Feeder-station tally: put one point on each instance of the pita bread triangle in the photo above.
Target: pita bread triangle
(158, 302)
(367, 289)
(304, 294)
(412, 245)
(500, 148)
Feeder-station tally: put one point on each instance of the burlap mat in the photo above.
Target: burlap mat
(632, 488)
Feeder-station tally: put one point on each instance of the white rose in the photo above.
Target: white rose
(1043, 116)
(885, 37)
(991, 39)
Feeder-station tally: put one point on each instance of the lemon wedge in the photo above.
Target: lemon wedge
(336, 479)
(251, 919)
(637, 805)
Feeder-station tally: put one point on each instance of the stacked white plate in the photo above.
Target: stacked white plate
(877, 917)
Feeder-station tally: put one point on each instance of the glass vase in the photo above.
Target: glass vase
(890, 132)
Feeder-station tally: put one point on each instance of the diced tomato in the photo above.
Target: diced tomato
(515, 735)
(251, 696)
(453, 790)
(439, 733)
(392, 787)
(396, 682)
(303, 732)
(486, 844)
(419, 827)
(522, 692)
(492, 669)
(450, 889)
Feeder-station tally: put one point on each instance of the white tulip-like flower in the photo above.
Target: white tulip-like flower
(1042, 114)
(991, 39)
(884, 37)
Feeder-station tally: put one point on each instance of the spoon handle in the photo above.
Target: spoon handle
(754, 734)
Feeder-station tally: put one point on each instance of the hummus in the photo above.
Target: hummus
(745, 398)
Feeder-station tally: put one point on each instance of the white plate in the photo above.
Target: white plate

☆ ☆ ☆ ☆ ☆

Copy out every line of the material above word for word, in its original order.

Feeder-station tally: put one point on each instance of the pita bread triangle in the photo above.
Target: pita bread triangle
(158, 302)
(367, 289)
(304, 294)
(412, 245)
(500, 148)
Feeder-station tally: put one point on each instance of the burlap mat in the photo above.
Target: burlap mat
(632, 488)
Feeder-station tally: put one point on each instance of the white rose in the photo above.
Target: white rose
(1043, 116)
(885, 37)
(991, 39)
Feeder-station tally: put one point on each instance of the lemon wedge in the photo above.
Target: lemon wedge
(336, 479)
(251, 919)
(637, 805)
Feeder-station tally: put one point on each instance of the stacked white plate in the photo above.
Target: stacked white plate
(877, 917)
Feeder-station tally: put one point on each instance of the glass vase in the photo above.
Target: glass vase
(890, 132)
Feeder-station tally: put one point on each instance of the diced tomato in the photo above.
Target: diced tomato
(515, 735)
(251, 696)
(453, 790)
(439, 733)
(392, 787)
(396, 682)
(303, 732)
(486, 844)
(419, 827)
(522, 692)
(492, 669)
(450, 889)
Feeder-station tally: put one point on each instance of the white tulip-like flower in the photo above.
Target: white tulip-like flower
(1042, 114)
(991, 39)
(884, 37)
Feeder-station tally: put one point on each instance of the spoon handle in the photo above.
Target: spoon handle
(754, 734)
Feeder-station tally: put one point on each instance of the hummus in the photo above.
Target: hummus
(745, 398)
Feeder-station tally: put one point on each instance of the white plate in the photo above.
Target: white plate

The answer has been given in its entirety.